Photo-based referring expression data
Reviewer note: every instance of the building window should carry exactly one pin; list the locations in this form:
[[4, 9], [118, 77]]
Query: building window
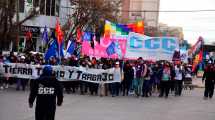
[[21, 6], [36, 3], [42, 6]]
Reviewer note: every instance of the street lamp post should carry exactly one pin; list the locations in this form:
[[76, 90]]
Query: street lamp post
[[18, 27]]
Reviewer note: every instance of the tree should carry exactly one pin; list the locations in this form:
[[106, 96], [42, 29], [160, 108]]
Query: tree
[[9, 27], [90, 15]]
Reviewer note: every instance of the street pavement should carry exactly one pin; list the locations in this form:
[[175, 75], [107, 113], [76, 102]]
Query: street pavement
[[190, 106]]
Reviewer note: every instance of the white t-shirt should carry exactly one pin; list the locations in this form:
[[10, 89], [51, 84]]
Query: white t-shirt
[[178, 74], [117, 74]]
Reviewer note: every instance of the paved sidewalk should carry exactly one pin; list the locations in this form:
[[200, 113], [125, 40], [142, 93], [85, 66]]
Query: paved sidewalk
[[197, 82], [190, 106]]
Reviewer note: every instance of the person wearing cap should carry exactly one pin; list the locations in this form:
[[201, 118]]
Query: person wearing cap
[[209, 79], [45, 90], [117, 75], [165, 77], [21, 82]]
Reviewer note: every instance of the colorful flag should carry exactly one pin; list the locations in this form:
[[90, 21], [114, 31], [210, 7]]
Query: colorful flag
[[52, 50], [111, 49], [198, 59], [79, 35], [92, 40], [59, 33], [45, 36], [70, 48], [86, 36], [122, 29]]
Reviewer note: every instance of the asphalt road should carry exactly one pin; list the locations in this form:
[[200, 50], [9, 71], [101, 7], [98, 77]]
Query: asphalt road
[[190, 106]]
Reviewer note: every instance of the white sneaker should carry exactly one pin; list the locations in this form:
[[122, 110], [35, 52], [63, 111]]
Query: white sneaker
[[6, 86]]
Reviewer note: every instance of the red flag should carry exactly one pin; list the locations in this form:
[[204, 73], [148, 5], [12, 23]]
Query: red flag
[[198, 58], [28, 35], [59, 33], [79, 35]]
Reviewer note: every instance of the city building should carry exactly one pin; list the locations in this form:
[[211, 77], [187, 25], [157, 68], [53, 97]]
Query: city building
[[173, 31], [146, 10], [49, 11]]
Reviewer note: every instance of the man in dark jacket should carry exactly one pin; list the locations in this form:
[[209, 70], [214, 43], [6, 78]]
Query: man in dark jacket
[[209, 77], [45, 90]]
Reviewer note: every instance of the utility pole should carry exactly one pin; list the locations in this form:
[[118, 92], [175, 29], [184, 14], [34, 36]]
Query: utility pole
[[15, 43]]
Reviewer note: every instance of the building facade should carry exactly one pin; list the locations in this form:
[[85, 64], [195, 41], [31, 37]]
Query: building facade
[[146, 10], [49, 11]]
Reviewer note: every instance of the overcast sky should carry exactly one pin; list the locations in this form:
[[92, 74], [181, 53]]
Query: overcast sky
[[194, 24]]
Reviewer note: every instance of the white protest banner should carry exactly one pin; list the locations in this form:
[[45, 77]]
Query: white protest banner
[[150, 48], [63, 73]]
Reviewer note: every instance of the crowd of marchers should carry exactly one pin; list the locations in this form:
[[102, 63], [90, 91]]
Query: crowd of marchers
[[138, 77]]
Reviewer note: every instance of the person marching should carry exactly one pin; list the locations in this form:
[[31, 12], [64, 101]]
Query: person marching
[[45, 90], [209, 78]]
--
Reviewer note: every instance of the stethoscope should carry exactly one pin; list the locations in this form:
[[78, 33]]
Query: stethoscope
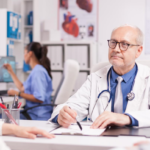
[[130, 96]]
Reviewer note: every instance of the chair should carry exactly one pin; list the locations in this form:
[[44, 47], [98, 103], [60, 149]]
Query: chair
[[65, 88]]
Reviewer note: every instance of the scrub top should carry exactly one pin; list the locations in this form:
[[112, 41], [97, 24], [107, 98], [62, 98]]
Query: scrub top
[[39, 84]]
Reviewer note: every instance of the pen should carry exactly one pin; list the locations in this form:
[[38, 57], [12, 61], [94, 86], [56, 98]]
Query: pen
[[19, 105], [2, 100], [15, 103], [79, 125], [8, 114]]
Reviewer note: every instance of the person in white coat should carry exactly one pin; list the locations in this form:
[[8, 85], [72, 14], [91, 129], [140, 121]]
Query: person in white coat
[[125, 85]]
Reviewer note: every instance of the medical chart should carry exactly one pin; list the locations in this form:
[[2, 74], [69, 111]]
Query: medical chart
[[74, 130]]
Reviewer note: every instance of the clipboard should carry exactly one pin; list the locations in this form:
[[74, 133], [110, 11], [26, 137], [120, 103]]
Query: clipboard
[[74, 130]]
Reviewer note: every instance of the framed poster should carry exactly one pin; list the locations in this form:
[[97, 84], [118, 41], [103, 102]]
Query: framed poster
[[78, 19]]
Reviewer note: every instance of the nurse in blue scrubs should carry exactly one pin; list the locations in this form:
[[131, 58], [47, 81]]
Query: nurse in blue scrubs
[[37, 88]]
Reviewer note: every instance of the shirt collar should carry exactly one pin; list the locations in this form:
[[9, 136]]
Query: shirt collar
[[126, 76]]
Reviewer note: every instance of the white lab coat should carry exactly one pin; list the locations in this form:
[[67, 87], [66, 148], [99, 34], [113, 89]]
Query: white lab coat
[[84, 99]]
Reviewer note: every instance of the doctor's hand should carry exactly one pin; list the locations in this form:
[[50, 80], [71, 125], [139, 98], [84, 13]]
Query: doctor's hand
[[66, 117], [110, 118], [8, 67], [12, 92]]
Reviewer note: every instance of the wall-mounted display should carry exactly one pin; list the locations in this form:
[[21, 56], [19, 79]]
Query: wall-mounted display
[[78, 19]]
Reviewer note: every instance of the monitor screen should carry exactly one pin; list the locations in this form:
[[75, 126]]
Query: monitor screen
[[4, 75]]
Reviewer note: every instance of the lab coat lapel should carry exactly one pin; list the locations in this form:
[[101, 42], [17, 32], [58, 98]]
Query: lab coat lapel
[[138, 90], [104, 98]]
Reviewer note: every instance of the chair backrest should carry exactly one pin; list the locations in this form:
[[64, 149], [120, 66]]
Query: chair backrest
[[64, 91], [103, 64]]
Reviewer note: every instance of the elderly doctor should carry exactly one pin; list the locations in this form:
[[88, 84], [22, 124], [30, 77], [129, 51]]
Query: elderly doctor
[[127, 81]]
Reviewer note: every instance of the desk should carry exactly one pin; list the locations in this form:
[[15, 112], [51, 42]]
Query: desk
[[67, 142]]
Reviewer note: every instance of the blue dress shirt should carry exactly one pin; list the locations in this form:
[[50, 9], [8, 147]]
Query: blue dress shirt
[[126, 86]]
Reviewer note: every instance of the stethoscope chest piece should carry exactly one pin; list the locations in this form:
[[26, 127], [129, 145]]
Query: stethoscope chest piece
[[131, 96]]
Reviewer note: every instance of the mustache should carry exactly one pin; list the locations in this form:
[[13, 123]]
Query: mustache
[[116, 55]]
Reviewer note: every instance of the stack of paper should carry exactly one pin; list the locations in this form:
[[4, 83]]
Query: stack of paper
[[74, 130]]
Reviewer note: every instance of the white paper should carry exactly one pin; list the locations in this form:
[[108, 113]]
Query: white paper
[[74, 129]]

Your goal –
Copy out, exactly and alone, the lines of the entries above between the ones holding "Reviewer note: every instance of the city" and "[[92, 74], [181, 53]]", inclusive.

Exercise output –
Reviewer note: every instance of the city building should carry exactly one pin; list the locations in this form:
[[211, 77], [187, 25], [157, 68], [53, 97]]
Query: city building
[[173, 31], [146, 10], [49, 11]]
Reviewer note: every instance of the man in dark jacket should carry exactly one pin; list the locations in this form:
[[209, 70], [214, 43], [6, 78]]
Query: man in dark jacket
[[209, 77], [45, 90]]
Reviewer note: every instance of the utility pole should carry exactly one pin; list the locations in this form:
[[118, 92], [175, 29], [184, 14], [34, 36]]
Query: utility pole
[[15, 43]]
Reviewer note: every instance of the building facade should carry exactly one pin; list the locations in this form:
[[85, 64], [195, 41], [31, 37]]
Query: building facade
[[146, 10], [49, 11]]
Reviewer note: every instance of the overcast sky should carry exactly one pin; list the locations in this form:
[[92, 74], [181, 53]]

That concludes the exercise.